## Aim of the exercise
Within the material, how many of the lines include the word "black"? State only that number.

## Data listing
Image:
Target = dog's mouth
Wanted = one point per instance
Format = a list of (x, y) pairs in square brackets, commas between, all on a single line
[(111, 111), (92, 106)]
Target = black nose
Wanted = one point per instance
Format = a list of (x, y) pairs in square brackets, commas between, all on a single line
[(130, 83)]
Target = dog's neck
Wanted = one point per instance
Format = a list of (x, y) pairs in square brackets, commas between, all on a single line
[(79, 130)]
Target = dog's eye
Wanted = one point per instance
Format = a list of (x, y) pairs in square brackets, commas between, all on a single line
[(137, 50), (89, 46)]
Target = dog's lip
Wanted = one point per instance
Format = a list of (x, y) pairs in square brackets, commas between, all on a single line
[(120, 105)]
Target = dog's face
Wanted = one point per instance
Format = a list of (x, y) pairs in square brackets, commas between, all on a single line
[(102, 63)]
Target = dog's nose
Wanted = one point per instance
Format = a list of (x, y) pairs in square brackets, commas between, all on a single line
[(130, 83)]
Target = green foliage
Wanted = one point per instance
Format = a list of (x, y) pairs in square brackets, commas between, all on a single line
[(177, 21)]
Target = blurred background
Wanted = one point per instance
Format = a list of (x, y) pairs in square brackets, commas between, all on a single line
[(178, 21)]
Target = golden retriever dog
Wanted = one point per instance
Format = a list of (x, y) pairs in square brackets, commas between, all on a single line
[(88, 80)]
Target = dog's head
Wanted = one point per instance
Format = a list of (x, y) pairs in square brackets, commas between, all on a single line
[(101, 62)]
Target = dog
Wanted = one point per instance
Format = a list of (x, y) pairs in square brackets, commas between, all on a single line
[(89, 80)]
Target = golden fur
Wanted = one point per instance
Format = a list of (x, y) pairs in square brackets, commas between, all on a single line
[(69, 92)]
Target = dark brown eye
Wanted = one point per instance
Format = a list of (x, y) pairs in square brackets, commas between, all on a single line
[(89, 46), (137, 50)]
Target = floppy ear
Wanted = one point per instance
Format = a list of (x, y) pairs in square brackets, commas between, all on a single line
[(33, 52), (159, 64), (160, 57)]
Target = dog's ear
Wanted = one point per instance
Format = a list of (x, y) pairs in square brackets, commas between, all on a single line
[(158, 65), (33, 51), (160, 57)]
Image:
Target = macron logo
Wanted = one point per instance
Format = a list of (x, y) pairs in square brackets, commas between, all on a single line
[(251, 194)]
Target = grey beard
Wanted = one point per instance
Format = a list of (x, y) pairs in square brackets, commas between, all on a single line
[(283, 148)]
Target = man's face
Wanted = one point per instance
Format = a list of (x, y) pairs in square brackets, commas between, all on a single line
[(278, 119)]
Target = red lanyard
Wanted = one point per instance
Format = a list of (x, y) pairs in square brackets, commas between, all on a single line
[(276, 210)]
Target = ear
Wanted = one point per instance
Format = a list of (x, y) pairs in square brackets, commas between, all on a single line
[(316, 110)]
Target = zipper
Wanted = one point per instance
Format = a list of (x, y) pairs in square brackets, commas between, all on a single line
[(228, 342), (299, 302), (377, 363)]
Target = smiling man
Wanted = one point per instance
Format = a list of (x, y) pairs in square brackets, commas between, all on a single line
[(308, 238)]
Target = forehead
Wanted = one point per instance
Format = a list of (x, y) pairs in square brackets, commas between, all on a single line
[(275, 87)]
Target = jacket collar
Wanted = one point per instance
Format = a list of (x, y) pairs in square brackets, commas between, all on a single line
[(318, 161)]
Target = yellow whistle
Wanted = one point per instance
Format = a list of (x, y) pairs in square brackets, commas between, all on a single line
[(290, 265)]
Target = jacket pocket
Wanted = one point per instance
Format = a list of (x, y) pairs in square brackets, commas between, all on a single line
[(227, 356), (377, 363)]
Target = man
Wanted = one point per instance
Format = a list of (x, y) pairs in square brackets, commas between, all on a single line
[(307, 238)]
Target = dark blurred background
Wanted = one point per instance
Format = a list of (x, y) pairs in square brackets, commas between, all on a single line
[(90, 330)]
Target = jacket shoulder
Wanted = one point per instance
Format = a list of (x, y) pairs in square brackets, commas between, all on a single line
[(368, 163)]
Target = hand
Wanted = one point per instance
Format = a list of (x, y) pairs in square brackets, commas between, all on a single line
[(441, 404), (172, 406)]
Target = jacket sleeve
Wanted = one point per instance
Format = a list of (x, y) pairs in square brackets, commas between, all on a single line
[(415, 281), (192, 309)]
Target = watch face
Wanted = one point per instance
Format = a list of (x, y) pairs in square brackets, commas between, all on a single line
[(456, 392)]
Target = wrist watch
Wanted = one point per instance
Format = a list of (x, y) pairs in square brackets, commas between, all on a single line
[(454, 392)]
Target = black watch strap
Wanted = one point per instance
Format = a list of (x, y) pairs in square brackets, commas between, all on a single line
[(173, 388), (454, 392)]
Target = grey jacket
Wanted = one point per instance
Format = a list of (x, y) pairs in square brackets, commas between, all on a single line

## Written solution
2